Problem details :: Reproduce every entry below word for word, leaving out the pictures.
================
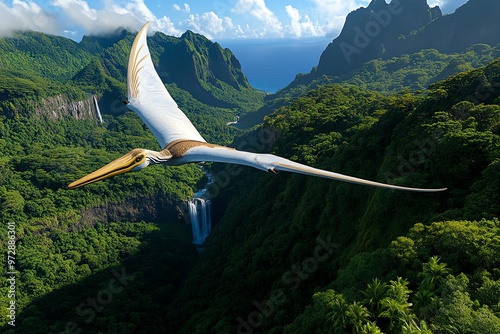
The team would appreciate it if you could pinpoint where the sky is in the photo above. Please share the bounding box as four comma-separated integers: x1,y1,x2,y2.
0,0,467,41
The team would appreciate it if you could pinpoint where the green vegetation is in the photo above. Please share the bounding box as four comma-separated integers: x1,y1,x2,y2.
0,27,500,334
169,61,500,333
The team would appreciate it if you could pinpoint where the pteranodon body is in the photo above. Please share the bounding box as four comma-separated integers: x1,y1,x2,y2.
68,23,445,192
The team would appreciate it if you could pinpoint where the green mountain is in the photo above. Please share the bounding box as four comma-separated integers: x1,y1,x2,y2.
316,0,500,76
0,12,500,334
168,60,500,333
240,0,500,128
0,31,264,141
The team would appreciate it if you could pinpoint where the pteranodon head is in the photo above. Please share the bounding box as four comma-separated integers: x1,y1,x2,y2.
68,148,172,189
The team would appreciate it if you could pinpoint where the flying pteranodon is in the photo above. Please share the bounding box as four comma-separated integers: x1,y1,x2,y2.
68,23,446,192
================
Written response ::
The team would appreciate it if you could pinpoint where the sky is in the photo above. Please share the bounding box as four comma-separated integers: x1,y1,x2,y2.
0,0,467,41
The team would appreciate it if you could pinpoint where the green vegetation is in the photo above. Please share the bounding box as four comma-separated integers: x1,y1,x2,y2.
0,27,500,334
169,61,500,333
The team would appreciate it if you could pinpoint where the pteranodon body is in the photo above. Please share the bounding box as four comma-separated integers: x1,y1,x2,y2.
68,23,445,192
The team would appreciate it if you could pinpoint where the green mountain is in the photo above. Please share the bounding box as four comma-separated integers: x1,y1,x2,y2.
316,0,500,76
0,12,500,334
168,60,500,333
240,0,500,128
0,31,264,141
The team would appreciate it if you could pinpoint where the pteranodon head is in the photo above. Please share the bounding box as four comma-separated integers: x1,y1,x2,y2.
68,148,172,189
The team would appreciate it if you could pinpoint where the flying pteranodon is in the photo above. Please share the bounding box as four comma-separated integers: x1,y1,x2,y2.
68,23,446,192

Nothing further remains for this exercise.